Task description |
Starting at the beginning of the entries and ending at the line that contains "[(586, 139)]", arrange each entry as one row of a two-column CSV with the headers entry_text and answer. Put each value in a single quoted field, with line breaks replaced by spaces.

Dataset excerpts |

##############################

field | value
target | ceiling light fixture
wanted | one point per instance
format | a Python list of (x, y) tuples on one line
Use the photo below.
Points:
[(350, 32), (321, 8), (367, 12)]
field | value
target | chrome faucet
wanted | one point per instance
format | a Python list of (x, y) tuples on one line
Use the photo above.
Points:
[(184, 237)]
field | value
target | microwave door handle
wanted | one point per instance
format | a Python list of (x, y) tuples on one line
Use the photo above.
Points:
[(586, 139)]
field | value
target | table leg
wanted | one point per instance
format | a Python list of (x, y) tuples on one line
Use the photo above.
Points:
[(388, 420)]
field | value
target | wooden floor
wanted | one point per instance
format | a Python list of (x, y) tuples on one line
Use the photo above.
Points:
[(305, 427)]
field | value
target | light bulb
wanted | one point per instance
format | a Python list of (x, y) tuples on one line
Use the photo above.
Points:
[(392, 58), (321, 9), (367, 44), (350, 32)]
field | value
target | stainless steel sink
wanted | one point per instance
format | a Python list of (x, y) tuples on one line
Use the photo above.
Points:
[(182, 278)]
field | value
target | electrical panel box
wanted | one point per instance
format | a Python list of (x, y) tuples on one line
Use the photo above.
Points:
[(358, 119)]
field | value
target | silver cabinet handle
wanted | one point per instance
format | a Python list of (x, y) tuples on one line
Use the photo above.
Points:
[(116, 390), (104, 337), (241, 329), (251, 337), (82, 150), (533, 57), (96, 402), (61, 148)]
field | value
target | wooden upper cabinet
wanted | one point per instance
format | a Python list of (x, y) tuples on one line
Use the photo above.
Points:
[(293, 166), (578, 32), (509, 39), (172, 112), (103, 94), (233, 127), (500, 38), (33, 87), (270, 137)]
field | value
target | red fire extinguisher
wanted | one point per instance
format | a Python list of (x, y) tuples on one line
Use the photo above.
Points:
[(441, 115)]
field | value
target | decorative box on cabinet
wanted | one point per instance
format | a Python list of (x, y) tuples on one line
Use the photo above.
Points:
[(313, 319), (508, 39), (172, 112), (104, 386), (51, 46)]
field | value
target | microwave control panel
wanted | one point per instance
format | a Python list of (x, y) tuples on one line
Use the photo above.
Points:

##############################

Correct result |
entry_text,answer
"field | value target | ceiling light fixture wanted | one point per instance format | a Python list of (x, y) tuples on one line Use the photo below. Points:","[(350, 32), (321, 8), (367, 12)]"
"field | value target | chrome faucet wanted | one point per instance format | a Python list of (x, y) tuples on one line Use the photo above. Points:","[(184, 237)]"
"field | value target | microwave door handle wanted | one point per instance format | a Python list of (x, y) tuples on one line Use the photo above. Points:","[(586, 139)]"